### Textauszug

####

Was dabei helfen kann: Wenn Vertreterinnen und Vertreter aller Bereiche des Unternehmens an Entscheidungen beteiligt sind, steigt die Wahrscheinlichkeit, die Komplexität in den Griff zu bekommen. Ein Sounding Board – mit Stimmen von Kundinnen und Kunden, Expertinnen und Experten und weiteren Stakeholdern – hilft weiters dabei, mögliche Auswirkungen von Entscheidungen zu bedenken. Wenn die Unternehmenskultur die Bedeutung von Lernen in den Mittelpunkt stellt, steigt das Verantwortungsbewusstsein der Beschäftigten.
Der gemeinsame Nenner dieser Maßnahmen ist jedoch grundlegender: Wie ein Unternehmen mit Künstlicher Intelligenz umgeht, hängt wesentlich von der Führungskultur bzw. dem Bewusstsein des Top-Managements ab. Je mehr Künstliche Intelligenz verwendet wird, desto mehr menschliche Intelligenz ist notwendig.
Das Bewusstsein bestimmt die Nutzung von KI
Die Einsichten der Gruppendynamik zeigen: Unternehmen – und ihr Top-Management – können auf unterschiedlichen Bewusstseinsebenen agieren. Diese beeinflussen die Machtdynamiken in einem Unternehmen sowie die Form der Zusammenarbeit. Je nach Bewusstseinsebene herrschen etwa Autoritätsgläubigkeit und strenge Hierarchie vor oder eine Offenheit für unterschiedliche Zugänge, welche Co-Kreation ermöglicht, das gemeinsame Schaffen des Neuen. Die Bewusstseinsebenen beeinflussen daher entscheidend die Fähigkeit, Komplexität zu managen. Und damit die Art und Weise, wie im Unternehmen mit KI umgegangen wird. Die Einsichten der Gruppendynamik helfen Führungskräften dabei, multidisziplinäre und multiperspektivische Zugänge zu den drängenden Fragen des KI-Zeitalters zu finden.

####

### Auszug aus Einträgen

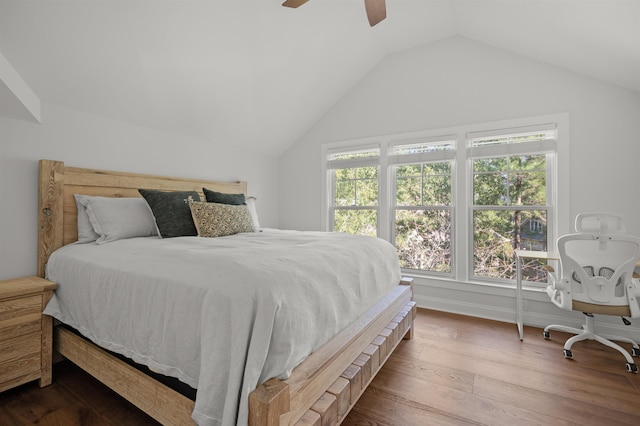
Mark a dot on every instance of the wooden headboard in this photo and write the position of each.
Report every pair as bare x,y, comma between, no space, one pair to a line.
57,215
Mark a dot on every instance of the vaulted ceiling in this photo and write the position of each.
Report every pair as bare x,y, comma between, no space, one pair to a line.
258,75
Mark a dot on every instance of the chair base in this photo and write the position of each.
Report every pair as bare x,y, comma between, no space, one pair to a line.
587,332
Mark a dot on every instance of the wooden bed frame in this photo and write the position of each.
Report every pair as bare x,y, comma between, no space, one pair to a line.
320,391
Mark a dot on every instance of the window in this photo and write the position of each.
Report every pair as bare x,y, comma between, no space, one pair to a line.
454,205
511,196
423,203
354,184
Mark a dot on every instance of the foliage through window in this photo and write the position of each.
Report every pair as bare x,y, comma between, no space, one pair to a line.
415,192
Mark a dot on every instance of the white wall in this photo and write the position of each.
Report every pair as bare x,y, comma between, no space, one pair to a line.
84,140
457,81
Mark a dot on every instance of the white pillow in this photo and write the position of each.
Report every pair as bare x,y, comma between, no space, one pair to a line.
86,234
251,205
118,218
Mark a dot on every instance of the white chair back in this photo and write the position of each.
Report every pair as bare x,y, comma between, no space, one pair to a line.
600,268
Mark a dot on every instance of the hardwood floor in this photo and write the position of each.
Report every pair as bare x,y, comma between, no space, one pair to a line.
456,370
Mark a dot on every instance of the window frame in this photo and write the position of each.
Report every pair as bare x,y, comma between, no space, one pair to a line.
558,220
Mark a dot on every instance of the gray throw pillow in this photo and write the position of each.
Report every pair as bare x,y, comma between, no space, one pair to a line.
171,211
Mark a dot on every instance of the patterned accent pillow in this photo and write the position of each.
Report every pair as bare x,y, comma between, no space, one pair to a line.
218,220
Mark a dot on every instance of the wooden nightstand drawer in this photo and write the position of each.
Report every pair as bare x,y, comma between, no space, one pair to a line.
20,316
25,333
20,356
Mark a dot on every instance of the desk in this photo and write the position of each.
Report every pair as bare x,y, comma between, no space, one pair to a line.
526,254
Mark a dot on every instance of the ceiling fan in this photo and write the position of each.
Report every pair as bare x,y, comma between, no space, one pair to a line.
376,10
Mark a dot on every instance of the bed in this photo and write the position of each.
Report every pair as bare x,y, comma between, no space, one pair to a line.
321,389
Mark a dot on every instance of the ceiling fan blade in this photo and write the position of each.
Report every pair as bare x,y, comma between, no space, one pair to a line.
376,11
294,3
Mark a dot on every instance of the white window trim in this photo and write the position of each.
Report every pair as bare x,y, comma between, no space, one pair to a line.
558,197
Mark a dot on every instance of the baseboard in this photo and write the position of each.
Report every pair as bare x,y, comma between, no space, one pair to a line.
604,324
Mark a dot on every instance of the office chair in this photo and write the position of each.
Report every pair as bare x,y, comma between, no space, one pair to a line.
597,277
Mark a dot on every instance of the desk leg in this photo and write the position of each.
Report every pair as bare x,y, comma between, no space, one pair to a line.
519,297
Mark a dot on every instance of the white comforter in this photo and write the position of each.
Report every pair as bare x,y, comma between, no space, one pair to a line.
221,314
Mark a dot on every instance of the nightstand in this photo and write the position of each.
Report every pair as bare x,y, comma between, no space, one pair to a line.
25,334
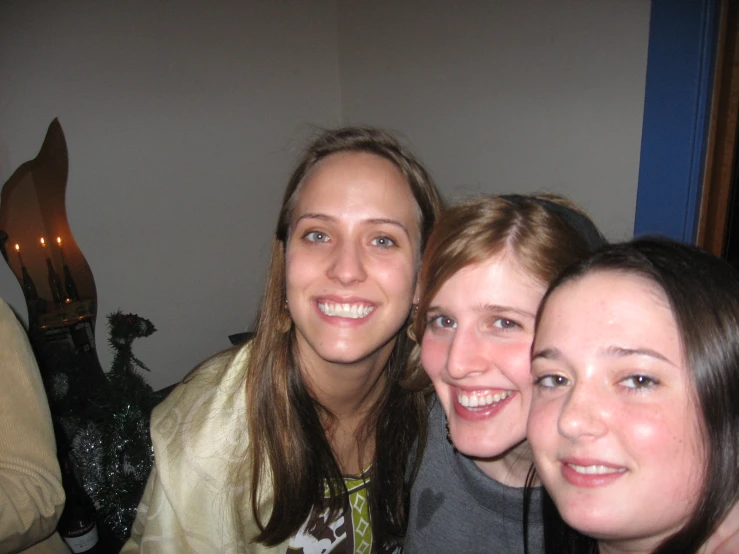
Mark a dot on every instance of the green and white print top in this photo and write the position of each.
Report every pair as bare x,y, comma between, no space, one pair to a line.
350,533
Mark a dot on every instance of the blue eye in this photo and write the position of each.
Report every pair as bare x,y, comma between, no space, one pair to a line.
383,242
639,382
442,322
551,381
316,236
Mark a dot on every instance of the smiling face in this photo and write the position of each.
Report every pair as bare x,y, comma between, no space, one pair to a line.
476,351
613,423
351,260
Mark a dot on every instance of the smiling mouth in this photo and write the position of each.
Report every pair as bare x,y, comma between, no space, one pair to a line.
595,470
478,400
351,311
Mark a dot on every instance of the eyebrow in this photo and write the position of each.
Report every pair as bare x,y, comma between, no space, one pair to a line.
371,221
609,352
489,308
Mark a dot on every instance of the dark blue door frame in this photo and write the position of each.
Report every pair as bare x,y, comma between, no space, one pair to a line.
680,64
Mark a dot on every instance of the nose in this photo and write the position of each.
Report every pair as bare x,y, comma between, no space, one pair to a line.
347,264
583,414
466,354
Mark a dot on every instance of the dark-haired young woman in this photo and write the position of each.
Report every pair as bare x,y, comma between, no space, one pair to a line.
634,422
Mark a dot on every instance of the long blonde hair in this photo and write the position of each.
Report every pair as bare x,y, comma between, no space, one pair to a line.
545,233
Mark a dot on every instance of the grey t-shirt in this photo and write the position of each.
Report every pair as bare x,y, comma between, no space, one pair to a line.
455,507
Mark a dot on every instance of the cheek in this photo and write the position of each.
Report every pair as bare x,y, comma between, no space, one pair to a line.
433,355
542,423
514,361
666,439
397,275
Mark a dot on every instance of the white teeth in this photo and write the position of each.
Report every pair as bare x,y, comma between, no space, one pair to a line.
596,470
351,311
474,401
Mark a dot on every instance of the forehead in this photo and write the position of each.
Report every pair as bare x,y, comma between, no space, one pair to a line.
360,183
500,279
610,306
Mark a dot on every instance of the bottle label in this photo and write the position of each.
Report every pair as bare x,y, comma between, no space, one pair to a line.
84,542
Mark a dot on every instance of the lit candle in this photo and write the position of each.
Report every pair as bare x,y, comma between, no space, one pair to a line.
61,250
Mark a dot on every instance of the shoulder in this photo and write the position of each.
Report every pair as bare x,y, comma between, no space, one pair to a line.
201,426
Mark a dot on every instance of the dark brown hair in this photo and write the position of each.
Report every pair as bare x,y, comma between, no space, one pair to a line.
288,444
703,293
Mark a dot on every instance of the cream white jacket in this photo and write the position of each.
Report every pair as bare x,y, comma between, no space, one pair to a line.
199,434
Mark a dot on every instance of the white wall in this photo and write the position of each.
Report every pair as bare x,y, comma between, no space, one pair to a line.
183,120
507,96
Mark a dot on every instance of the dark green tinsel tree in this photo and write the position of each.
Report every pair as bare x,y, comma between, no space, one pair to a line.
105,423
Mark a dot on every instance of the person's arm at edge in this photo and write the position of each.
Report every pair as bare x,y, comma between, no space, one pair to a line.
31,493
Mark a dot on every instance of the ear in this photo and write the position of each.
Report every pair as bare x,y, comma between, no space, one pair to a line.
417,293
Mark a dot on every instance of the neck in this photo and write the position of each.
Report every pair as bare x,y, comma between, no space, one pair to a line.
510,468
639,546
348,392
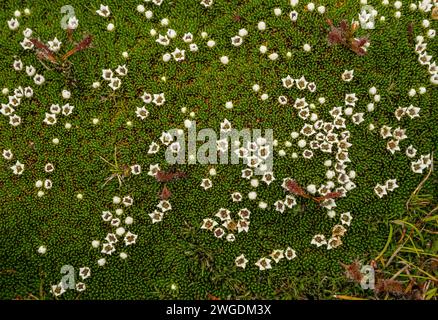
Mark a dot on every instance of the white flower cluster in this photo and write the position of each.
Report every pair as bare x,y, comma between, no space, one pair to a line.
389,185
119,233
157,215
239,224
114,81
276,255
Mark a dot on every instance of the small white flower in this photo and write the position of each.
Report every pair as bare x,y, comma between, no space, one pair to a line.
290,253
346,218
13,24
42,249
156,216
206,3
411,151
73,23
318,240
206,184
264,264
115,83
122,70
142,113
293,15
159,99
26,44
277,255
130,238
208,224
178,55
57,289
7,154
241,261
18,168
84,272
348,75
54,45
103,11
80,286
193,47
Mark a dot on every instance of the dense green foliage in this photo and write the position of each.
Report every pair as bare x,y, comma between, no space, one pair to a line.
175,250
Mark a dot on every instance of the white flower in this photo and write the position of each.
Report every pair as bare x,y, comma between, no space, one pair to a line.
413,112
223,214
391,184
153,169
142,113
411,151
206,184
67,109
127,201
187,38
208,224
164,205
279,206
178,55
346,218
243,225
301,83
348,75
18,168
108,248
244,213
224,60
26,44
7,110
159,99
350,99
130,238
385,132
277,255
7,154
334,242
318,240
264,264
136,169
13,24
206,3
14,120
193,47
48,184
288,82
156,216
236,196
289,253
54,45
219,232
293,15
392,146
153,148
103,11
73,23
80,286
57,289
115,83
122,70
42,249
84,272
241,261
163,40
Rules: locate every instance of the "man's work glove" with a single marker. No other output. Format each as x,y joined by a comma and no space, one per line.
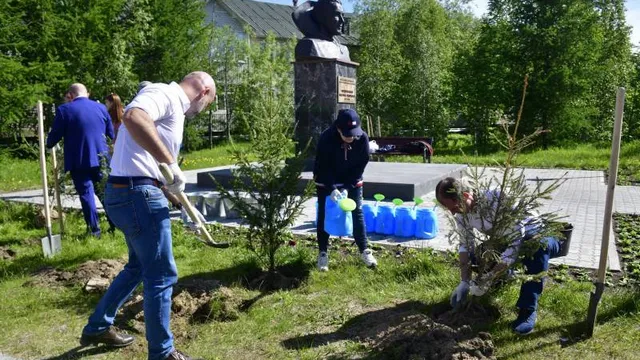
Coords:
179,180
55,147
478,289
459,295
193,226
335,195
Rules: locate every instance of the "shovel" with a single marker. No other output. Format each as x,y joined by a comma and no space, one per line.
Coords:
182,197
56,174
51,244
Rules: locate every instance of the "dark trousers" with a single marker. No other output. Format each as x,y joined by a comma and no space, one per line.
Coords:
530,291
87,183
359,232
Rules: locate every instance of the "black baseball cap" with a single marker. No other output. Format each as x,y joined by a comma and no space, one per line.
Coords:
348,122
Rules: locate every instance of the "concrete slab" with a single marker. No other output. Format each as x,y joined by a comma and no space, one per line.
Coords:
394,180
581,198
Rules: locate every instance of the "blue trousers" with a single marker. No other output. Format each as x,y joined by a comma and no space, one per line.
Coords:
359,231
142,214
87,183
530,291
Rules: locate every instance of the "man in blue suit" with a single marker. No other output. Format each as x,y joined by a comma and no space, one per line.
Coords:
84,124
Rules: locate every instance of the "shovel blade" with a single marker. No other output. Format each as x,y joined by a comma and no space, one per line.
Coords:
51,245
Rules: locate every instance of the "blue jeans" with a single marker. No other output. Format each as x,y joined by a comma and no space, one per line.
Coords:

####

### Aufgabe
Beantworte diese Fragen zum Text über KI und Führungskultur:
(a) Wessen Stimmen soll ein Sounding Board enthalten?
(b) Wovon hängt wesentlich ab, wie ein Unternehmen mit Künstlicher Intelligenz umgeht?
(c) Was ermöglicht eine Offenheit für unterschiedliche Zugänge?

### Deine Lösung
(a) Die Stimmen von Kundinnen und Kunden, Expertinnen und Experten und weiteren Stakeholdern.
(b) Von der Führungskultur bzw. dem Bewusstsein des Top-Managements.
(c) Co-Kreation, also das gemeinsame Schaffen des Neuen.